Make your own Igba Ori

August 2, 2013 by
Filed under: Rituals and practice 


The House of the Head

Ilé OriMy Omolet Brenda Beek, who not only looks slightly better than her Blabla but is also the more creative of us two, will as a good Independent Practitioner be making her own Igba Ori, which for us exiles here in The Netherlands prompts questions like “Where can I get a few kilos of cowrie shells for a decent price?” and “Does anybody have a clue what the basic construction usually is made of?” An Igba Ori, by the way, is also called Ilé Ori although, due to many different languages, colloquialisms and lineages, I am not sure if the concepts are always exactly the same. Anyway, the Igba Ori is the physical representation of the metaphysical Ori. On the picture you see one from Nigeria.

When you look at the impressive piece of home crafts, it’s clear that it will be, as Brenda says, “quite a challenge to get it done 😉 one for Jaap, one for me; but I will succeed ;-)”! Well, I’m pretty sure she will!

Now if you want to make a container, it reasonably should contain something (grin)! So the next (and quite sensible!) questions was: “Brenda, do you know what goes inside the Igba Ori?” The faithful Omolet, who just like her Blabla feels no obligation to follow any particular tradition that was developed by other cultures in other times in other countries (in fact we are generally forbidden by Ifa to do so!) simply (Please become a member and/or log in to view this article.)


9 Comments on Make your own Igba Ori

  1. aguirre.francisco on Sat, 3rd Aug 2013 12:58
  2. Alafia, I found looking on the Folk.cuba web site cowrie shells by the bags. I bought one bag and it had 200 cowries at an affortable price. They also sell the igba Ori.

  3. Beek Brenda on Sat, 3rd Aug 2013 20:06
  4. Hi Francisco, thank you for the cowrie tip… However, making the thing yourself is what it is all about in being Independent 😉 like I also wrote in lesson 9 – part 2 about making objects yourself!

  5. Nanette Furman on Sun, 4th Aug 2013 00:44
  6. Interesting. I make odd things, but not the tools I use for divination- somehow, those end up being gifted to me. So I go with the flow and don’t worry about it. Oddly, often, by my husband – who has no interest in what I do, really. Universe, you are one odd duck 🙂

  7. Beek Brenda on Sun, 4th Aug 2013 10:34
  8. LOL 😉 it pretty dang sure is an odd duck 😉

  9. Awo Fajumobi on Sun, 11th Aug 2013 00:02
  10. Hello everyone, I want to ask what really goes in a Igba Ori? I’ve made Ori pot before. Basically it was a pot with dirt and a piece of wood with the Odu that accompanied it from its ita. Is this anything like the foundation of an Igba Odu?

### Provided data:
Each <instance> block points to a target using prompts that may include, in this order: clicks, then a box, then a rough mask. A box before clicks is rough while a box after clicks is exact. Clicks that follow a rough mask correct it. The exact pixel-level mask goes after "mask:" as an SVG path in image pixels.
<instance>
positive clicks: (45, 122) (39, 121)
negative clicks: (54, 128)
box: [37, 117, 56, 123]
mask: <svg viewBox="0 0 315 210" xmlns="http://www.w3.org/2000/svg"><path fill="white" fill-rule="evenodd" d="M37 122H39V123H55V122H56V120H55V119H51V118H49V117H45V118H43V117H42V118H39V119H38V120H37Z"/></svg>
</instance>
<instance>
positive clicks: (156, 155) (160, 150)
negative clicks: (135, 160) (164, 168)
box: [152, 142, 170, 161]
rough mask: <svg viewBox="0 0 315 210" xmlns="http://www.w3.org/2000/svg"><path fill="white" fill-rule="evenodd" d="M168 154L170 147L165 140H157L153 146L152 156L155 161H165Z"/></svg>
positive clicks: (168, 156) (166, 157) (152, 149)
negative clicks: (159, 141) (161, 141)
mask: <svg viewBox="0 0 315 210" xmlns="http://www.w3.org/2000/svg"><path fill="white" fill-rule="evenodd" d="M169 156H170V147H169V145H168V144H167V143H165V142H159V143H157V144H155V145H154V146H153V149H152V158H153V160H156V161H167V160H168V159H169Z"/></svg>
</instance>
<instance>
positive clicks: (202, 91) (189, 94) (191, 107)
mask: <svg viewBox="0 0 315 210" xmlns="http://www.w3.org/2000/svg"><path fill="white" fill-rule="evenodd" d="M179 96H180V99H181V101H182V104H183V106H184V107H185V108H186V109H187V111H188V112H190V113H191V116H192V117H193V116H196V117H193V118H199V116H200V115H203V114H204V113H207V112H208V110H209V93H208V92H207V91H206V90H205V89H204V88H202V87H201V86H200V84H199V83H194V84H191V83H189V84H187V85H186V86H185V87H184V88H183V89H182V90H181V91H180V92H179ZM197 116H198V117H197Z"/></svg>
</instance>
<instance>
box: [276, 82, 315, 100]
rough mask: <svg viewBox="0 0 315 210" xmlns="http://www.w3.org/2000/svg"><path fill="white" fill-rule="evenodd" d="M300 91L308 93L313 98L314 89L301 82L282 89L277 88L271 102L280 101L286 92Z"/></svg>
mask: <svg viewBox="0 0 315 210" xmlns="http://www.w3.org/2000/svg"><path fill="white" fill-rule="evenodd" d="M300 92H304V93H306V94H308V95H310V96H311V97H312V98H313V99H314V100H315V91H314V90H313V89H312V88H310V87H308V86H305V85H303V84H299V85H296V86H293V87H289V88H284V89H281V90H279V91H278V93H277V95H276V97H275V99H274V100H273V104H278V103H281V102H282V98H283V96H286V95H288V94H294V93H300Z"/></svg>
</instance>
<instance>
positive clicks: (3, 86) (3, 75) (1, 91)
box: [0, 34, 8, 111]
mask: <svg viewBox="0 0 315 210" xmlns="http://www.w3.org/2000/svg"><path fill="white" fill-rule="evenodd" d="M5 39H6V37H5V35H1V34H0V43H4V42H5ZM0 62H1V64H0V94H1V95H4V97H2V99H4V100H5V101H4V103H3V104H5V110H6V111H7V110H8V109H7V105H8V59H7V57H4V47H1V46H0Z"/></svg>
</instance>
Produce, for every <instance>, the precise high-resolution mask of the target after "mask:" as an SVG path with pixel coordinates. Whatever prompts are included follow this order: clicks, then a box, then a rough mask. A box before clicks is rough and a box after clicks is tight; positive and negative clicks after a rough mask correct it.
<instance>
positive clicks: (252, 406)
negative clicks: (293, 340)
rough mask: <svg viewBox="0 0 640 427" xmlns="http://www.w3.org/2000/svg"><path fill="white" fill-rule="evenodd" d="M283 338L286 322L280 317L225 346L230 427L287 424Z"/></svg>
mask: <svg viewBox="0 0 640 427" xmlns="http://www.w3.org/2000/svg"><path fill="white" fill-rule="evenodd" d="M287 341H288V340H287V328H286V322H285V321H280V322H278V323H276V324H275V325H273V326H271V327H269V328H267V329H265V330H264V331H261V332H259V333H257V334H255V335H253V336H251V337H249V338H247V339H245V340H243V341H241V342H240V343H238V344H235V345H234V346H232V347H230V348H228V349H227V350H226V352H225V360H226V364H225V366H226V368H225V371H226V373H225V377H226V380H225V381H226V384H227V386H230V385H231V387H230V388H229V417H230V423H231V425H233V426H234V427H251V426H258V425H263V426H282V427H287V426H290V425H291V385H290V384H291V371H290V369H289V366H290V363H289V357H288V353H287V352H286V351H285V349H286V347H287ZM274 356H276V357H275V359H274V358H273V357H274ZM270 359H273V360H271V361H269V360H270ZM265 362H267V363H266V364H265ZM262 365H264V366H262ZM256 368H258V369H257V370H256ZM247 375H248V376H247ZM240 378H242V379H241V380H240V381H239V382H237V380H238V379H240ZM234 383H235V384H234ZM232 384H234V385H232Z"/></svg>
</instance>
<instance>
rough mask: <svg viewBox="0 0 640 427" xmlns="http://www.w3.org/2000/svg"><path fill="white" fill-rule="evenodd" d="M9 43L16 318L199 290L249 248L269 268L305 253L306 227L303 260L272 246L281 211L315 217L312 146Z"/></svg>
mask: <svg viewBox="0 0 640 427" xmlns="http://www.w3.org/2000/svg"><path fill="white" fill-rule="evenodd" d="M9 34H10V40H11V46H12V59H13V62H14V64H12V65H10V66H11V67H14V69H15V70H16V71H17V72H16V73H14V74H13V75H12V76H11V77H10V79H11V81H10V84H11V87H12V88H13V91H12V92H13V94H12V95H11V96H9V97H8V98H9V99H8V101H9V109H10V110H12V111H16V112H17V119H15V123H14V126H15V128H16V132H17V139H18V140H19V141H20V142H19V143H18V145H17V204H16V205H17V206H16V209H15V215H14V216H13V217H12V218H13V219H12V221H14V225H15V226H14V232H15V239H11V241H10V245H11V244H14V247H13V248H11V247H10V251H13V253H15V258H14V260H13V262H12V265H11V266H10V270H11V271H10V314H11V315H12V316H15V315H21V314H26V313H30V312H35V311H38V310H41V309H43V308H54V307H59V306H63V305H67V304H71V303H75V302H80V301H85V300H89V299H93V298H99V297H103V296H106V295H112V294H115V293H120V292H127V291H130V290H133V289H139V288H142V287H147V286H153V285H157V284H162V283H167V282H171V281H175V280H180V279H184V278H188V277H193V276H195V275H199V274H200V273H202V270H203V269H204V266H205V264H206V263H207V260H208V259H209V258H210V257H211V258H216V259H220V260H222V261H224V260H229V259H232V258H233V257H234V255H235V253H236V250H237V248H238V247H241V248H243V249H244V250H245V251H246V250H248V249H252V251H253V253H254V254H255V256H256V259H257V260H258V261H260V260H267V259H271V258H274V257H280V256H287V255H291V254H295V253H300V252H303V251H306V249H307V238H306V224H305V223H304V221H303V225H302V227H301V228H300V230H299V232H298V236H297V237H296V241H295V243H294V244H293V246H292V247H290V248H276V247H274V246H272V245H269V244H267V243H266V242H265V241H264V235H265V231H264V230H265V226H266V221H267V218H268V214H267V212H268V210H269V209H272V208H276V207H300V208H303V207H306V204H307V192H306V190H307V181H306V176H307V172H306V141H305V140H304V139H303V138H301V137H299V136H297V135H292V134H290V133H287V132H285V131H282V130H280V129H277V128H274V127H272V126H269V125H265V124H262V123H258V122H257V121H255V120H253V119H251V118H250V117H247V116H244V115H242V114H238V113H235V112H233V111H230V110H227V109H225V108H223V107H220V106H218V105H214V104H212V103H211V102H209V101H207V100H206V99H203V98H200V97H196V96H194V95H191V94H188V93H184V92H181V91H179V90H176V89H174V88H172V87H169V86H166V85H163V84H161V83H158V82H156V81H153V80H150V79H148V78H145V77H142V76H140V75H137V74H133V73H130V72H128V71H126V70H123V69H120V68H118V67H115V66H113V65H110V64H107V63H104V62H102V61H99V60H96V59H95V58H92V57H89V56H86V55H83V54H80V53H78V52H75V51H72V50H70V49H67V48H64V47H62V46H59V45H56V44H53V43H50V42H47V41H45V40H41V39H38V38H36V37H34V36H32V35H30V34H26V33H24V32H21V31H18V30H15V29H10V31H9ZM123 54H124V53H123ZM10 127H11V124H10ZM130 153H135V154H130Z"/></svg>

### Exercise objective:
Pick up the blog post about making your own Igba Ori, which sits above the items, and keep writing from its last line.

### Task output:
  11. Jaap Verduijn on Mon, 12th Aug 2013 09:54
  12. Greetings Awo Fajumobi! The Ori pot and the Odu pot are different things. I don’t know what the latter is supposed to contain, other than that some of the stuff involved is mud, charcoal, red camwood powder (irosun), chalk, and various other ingredients.

    First and foremost you should bear in mind that I am not in the Yoruba/Orunmila tradition, a system that, after having studied it for years, I have largely left behind me – not because I don’t respect it, but simply because it’s a localized sub-system of Ifa (AKA “All That Is”) which, like f’rinstance the Nigerian palm tree, wouldn’t grow well in the totally different Dutch environment. So I planted my own tree here… one that does manage to flourish far away from the Nigerian rain forests ;-)!

    As for the Igba Ori (and just about everything else!), when Brenda and I get around to making them, we will simply ask Ifa what to put in… that’s what divination is for: when in doubt, divine!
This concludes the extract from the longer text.